== Consignes ==
(1) Répondez aux questions suivantes d'après l'arrêt de la cour d'appel de Versailles.
(a) Par quel juge et à quelle date le jugement déféré à la cour a-t-il été rendu ?
(b) À quelle date l'affaire a-t-elle été débattue en audience publique ?
(c) Quel logement le contrat du 26 juin 2015 a-t-il donné à bail à M. [L] ?
(2) Repérez chaque ligne des enregistrements qui contient le mot « bare ». La casse compte.

Nuisances sonores : décision du 19 décembre 2023 Cour d’appel de Versailles RG n° 23/00782

·

·

Nuisances sonores : décision du 19 décembre 2023 Cour d’appel de Versailles RG n° 23/00782
Je soutiens LegalPlanet avec 5 ⭐

COUR D’APPEL

DE

VERSAILLES

Code nac : 51A

1re chambre 2e section

ARRET N°

PAR DEFAUT

DU 19 DECEMBRE 2023

N° RG 23/00782 – N° Portalis DBV3-V-B7H-VVGJ

AFFAIRE :

S.A. HLM INTERPROFESSIONNELLE DE LA REGION PARISIENNE, SOCIETE ANONYME HLM INTERPROFESSIONNELLE DE LA REGION PARISIENNE

C/

M. [U] [L]

Décision déférée à la cour : Jugement rendu le 17 Novembre 2022 par le Juge des contentieux de la protection de Vanves

N° RG : 1122000399

Expéditions exécutoires

Expéditions

Copies

délivrées le : 19/12/23

à :

Me Ondine CARRO

RÉPUBLIQUE FRANÇAISE

AU NOM DU PEUPLE FRANÇAIS

LE DIX NEUF DECEMBRE DEUX MILLE VINGT TROIS,

La cour d’appel de Versailles a rendu l’arrêt suivant dans l’affaire entre :

S.A. HLM INTERPROFESSIONNELLE DE LA REGION PARISIENNE, SOCIETE ANONYME HLM INTERPROFESSIONNELLE DE LA REGION PARISIENNE

Ayant son siège

[Adresse 1]

[Localité 4]

prise en la personne de ses représentants légaux domiciliés en cette qualité audit siège

Représentant : Maître Ondine CARRO, Postulant, avocat au barreau de VERSAILLES, vestiaire : C212 – N° du dossier 14965

Représentant : Maître Karim BOUANANE de l’ASSOCIATION LEGITIA, Plaidant, avocat au barreau de PARIS, vestiaire : E1971 –

APPELANTE

****************

Monsieur [U] [L]

[Adresse 2],

[Localité 3]

Assigné à étude

INTIME DEFAILLANT

****************

Composition de la cour :

En application des dispositions de l’article 805 du code de procédure civile, l’affaire a été débattue à l’audience publique du 09 Novembre 2023 les avocats des parties ne s’y étant pas opposés, devant Madame Anne THIVELLIER, Conseillère chargée du rapport.

Ce magistrat a rendu compte des plaidoiries dans le délibéré de la cour, composée de :

Monsieur Philippe JAVELAS, Président,

Monsieur Jean-Yves PINOY, Conseiller,

Madame Anne THIVELLIER, Conseillère,

Greffier, lors des débats : Madame Françoise DUCAMIN,

EXPOSE DU LITIGE

Selon contrat en date du 26 juin 2015, la société Interprofessionnelle de la Région Parisienne a donné à bail à M. [L] un studio n°A44, sis [Adresse 2]).

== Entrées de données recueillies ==
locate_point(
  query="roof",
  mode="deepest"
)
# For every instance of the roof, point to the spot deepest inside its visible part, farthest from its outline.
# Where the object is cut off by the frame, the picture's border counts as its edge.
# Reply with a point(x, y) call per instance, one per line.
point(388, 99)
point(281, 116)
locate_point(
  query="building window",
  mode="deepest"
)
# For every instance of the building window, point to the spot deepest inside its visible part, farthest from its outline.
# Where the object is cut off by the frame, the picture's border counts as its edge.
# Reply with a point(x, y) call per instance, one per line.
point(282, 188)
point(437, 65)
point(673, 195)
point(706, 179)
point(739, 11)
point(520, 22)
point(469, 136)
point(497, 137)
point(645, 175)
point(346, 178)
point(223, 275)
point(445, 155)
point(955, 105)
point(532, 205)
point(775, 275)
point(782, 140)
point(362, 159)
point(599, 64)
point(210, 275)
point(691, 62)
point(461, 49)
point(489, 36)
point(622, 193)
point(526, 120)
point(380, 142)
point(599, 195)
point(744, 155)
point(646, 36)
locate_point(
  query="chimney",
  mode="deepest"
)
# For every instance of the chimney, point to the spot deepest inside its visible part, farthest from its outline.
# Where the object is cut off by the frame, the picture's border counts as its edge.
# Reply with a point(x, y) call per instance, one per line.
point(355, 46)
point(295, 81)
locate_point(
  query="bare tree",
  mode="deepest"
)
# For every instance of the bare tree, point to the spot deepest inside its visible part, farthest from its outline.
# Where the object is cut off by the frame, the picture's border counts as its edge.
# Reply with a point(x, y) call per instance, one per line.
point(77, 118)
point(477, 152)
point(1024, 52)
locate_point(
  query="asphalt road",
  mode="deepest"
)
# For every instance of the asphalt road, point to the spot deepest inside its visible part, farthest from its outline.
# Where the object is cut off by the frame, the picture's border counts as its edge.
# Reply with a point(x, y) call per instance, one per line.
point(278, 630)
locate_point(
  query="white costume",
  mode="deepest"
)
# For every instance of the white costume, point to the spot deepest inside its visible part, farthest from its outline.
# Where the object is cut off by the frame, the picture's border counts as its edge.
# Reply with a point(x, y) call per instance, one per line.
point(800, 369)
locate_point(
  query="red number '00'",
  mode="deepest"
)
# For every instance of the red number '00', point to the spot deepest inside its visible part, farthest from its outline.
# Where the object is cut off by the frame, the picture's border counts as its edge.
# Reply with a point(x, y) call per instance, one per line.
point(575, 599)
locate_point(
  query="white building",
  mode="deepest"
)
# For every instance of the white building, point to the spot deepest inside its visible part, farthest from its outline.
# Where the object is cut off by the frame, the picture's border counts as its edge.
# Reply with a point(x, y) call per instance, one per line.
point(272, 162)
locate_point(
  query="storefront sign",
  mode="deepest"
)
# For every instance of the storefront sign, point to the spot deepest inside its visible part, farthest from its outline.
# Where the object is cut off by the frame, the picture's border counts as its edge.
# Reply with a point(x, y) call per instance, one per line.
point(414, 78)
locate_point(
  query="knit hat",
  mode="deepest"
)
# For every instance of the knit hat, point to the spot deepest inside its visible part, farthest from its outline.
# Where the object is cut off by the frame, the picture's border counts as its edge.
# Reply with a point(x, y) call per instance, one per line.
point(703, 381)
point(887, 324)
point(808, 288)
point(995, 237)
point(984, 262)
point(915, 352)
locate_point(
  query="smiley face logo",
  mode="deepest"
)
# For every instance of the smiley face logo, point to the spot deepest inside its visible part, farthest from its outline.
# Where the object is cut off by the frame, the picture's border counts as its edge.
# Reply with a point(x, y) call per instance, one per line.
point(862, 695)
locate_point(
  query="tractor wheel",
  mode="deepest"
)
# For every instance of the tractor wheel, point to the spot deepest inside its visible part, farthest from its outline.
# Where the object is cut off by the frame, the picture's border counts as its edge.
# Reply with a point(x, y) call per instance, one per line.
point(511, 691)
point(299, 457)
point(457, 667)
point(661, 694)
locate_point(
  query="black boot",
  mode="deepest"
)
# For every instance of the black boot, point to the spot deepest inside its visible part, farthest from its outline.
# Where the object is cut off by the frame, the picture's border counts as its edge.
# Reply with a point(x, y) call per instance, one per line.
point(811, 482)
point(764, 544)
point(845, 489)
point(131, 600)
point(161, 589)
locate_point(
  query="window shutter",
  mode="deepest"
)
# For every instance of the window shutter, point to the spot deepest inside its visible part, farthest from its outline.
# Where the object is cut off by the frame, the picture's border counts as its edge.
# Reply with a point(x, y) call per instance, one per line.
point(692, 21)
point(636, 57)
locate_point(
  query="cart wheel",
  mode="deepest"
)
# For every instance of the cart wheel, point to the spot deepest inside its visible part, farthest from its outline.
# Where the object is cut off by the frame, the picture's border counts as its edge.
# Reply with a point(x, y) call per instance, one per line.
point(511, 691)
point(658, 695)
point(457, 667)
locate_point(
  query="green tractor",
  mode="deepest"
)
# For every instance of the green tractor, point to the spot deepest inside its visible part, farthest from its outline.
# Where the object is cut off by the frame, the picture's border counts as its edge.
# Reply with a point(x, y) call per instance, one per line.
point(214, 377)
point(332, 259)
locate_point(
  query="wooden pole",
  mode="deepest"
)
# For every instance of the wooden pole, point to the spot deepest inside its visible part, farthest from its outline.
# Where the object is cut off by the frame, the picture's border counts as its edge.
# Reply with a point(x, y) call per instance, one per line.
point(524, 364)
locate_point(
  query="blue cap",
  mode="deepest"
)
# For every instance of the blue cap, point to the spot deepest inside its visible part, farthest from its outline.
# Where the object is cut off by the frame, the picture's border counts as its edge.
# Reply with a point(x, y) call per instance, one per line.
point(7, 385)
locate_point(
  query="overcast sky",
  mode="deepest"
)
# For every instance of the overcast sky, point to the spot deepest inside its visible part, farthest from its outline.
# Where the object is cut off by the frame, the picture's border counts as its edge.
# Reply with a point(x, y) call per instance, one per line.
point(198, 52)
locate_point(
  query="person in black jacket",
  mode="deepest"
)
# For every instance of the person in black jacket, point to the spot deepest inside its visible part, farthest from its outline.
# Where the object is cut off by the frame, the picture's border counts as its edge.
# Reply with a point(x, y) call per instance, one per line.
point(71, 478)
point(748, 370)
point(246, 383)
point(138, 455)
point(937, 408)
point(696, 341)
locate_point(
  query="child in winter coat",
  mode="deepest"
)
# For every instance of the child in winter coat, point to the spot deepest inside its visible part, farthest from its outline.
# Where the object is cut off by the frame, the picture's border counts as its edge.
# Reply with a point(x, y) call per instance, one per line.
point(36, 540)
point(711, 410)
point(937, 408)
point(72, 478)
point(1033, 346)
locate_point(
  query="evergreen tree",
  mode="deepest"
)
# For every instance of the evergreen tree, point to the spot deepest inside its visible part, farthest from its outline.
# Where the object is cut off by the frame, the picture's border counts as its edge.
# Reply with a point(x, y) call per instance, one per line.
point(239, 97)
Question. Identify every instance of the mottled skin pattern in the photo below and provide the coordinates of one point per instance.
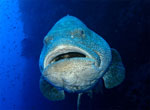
(77, 74)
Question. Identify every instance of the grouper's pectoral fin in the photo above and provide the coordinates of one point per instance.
(116, 71)
(51, 92)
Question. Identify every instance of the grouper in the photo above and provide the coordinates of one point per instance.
(75, 59)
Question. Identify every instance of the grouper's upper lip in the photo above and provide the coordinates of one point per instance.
(65, 51)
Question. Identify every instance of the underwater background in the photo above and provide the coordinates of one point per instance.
(124, 24)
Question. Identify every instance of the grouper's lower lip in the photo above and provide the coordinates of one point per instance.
(74, 74)
(65, 52)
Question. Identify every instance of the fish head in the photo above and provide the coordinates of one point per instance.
(69, 59)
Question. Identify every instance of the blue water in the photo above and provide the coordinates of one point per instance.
(125, 25)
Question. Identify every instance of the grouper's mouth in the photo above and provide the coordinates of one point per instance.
(65, 52)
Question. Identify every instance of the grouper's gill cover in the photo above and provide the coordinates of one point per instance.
(75, 59)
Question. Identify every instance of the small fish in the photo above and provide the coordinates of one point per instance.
(74, 59)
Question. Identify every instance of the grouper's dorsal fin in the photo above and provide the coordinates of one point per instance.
(116, 71)
(50, 92)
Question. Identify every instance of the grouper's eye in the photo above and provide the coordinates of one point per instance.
(78, 33)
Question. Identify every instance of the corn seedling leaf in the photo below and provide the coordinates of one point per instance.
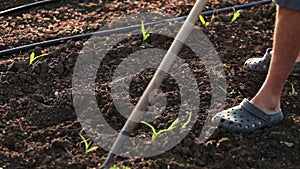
(204, 23)
(154, 133)
(144, 32)
(86, 144)
(294, 92)
(173, 125)
(188, 121)
(91, 149)
(33, 57)
(236, 14)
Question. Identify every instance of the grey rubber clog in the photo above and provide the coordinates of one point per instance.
(245, 118)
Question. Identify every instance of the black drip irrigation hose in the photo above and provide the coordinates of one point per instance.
(27, 6)
(127, 29)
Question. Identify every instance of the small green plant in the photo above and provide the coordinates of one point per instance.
(144, 32)
(33, 57)
(87, 145)
(294, 92)
(155, 133)
(119, 167)
(236, 14)
(203, 21)
(187, 122)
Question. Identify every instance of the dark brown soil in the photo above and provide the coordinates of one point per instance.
(40, 129)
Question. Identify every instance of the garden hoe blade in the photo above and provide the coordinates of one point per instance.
(155, 82)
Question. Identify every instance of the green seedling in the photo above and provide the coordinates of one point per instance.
(294, 92)
(203, 21)
(187, 122)
(233, 92)
(236, 14)
(87, 145)
(119, 168)
(155, 133)
(33, 57)
(144, 32)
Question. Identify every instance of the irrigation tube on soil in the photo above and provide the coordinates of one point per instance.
(22, 7)
(125, 29)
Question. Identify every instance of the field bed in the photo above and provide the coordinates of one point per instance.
(39, 126)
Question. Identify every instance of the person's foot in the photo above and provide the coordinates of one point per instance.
(246, 117)
(262, 64)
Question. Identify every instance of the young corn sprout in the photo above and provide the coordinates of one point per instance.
(203, 21)
(155, 133)
(33, 57)
(294, 92)
(144, 32)
(119, 167)
(236, 14)
(87, 145)
(187, 122)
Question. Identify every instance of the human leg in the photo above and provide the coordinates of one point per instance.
(264, 108)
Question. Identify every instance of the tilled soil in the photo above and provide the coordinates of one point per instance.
(40, 128)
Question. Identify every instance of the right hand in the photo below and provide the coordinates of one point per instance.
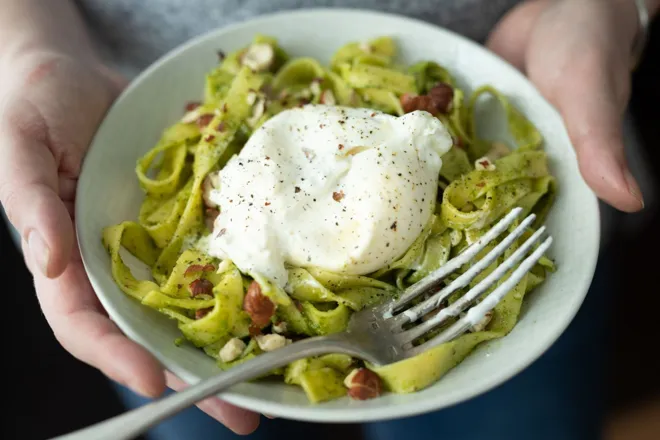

== Réponses dans l'ordre ==
(1)
(a) Par le Juge des contentieux de la protection de Vanves, le 17 novembre 2022.
(b) Le 9 novembre 2023.
(c) Un studio n°A44.

(2)
  query="bare tree",
# For every instance of the bare tree, point to the spot deepest inside its visible part, farthest from its outline.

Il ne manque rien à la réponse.